Objective: Scale the lines below, from the start of the records through the line containing "point(71, 231)", inclusive. Rewrite every one of these lines: multiply each coordinate in the answers by 1.5, round to whole numbers with halves rounded up, and leave all other lines unchanged.
========================================
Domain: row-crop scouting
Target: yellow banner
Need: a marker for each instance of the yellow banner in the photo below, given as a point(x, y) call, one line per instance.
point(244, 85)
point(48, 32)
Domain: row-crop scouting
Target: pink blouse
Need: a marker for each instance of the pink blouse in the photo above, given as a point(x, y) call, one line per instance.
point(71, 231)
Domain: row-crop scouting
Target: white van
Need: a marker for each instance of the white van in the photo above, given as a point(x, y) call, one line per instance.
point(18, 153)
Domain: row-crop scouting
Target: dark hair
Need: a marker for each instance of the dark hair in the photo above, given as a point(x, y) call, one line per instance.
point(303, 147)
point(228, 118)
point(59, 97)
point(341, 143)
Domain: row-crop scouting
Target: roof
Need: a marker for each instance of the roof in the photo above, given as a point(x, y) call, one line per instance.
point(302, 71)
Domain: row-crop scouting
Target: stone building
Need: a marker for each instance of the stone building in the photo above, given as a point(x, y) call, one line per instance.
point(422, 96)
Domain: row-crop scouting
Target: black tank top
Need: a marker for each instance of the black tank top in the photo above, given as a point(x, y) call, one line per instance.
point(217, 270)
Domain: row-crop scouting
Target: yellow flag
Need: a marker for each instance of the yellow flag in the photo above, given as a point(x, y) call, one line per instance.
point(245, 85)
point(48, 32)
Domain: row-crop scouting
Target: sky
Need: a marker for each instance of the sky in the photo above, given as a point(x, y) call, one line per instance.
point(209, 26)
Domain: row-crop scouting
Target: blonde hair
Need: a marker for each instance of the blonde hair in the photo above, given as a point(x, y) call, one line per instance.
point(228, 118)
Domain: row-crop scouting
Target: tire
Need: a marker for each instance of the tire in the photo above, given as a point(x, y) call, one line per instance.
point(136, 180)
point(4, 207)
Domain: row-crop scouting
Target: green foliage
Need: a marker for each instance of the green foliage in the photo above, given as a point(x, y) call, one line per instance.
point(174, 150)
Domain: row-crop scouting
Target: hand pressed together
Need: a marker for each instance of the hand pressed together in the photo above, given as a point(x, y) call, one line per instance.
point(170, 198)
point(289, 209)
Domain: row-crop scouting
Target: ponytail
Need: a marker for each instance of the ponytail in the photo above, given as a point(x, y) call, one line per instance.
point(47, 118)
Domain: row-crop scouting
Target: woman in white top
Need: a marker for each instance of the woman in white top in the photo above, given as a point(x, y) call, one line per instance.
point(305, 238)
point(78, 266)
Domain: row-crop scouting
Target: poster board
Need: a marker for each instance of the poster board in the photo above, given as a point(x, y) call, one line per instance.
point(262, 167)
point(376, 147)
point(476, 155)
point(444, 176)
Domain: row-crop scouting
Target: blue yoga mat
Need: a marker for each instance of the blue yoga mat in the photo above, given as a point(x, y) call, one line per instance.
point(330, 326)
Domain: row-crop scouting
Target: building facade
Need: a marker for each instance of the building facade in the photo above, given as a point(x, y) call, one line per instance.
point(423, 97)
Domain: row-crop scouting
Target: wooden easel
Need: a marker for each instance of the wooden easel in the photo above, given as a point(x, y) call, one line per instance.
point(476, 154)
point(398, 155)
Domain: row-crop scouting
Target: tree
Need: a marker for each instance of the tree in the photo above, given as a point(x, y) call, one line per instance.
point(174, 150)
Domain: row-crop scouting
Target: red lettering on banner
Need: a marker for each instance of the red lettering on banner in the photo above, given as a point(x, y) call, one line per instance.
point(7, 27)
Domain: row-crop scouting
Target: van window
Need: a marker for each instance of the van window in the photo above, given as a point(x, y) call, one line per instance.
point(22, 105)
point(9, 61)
========================================
Task result:
Domain: row-crop scouting
Target: yellow banner
Need: a marker for each instance of the yellow banner in the photo below, given as a point(x, y) call, one line per instance.
point(366, 128)
point(72, 48)
Domain: row-crop scouting
Target: pink blouse
Need: a marker for each instance of the pink blouse in the photo above, given as a point(x, y) call, one line per instance.
point(107, 347)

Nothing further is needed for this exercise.